[Data shown]:
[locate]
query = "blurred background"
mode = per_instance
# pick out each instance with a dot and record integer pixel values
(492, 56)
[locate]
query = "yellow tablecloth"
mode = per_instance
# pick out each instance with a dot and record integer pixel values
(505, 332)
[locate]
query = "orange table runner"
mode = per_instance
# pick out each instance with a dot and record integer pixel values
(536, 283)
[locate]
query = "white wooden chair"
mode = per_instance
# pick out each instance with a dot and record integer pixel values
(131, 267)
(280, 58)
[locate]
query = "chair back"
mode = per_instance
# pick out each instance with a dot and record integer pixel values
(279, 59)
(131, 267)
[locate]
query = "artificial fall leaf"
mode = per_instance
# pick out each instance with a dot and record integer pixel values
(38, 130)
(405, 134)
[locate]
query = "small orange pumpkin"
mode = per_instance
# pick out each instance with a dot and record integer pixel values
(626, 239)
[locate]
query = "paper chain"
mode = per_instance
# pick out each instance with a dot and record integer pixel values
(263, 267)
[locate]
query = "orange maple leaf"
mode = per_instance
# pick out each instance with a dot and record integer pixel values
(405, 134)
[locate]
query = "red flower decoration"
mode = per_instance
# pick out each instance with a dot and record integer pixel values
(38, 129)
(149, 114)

[Short problem]:
Reproduce all of the data above line for line, changing nothing.

[Output of the exercise]:
[locate]
query = "blurred background"
mode = per_instance
# pick out each instance with a dot and record integer pixel values
(492, 56)
[locate]
query = "yellow tablecloth"
mode = per_instance
# pick out each instance with a dot and record integer pixel values
(505, 332)
[locate]
query = "orange table runner"
mode = per_instance
# pick out each instance with a dot and record integer pixel values
(536, 283)
[locate]
query = "white wooden chair"
mode = per_instance
# pick out each instance with a dot and record integer pixel values
(131, 267)
(280, 58)
[locate]
query = "chair back"
mode = per_instance
# pick out each instance with a dot and record integer pixel values
(279, 59)
(131, 267)
[locate]
query = "artificial fall leaf"
mode = per_instance
# pick out each instance with a dot and record integer pixel values
(38, 130)
(405, 134)
[locate]
query = "small orange pumpkin"
mode = per_instance
# pick out each instance with a dot and record integer pixel values
(626, 239)
[locate]
query = "paper chain"
mode = per_instance
# pick out each instance with a dot and record integer pixel values
(263, 267)
[locate]
query = "orange maple leaf"
mode = per_instance
# pick out each instance with a dot and record integer pixel values
(405, 134)
[locate]
query = "red flower decoration"
mode = per_instance
# pick out each instance with a dot and record integer pixel values
(38, 129)
(149, 114)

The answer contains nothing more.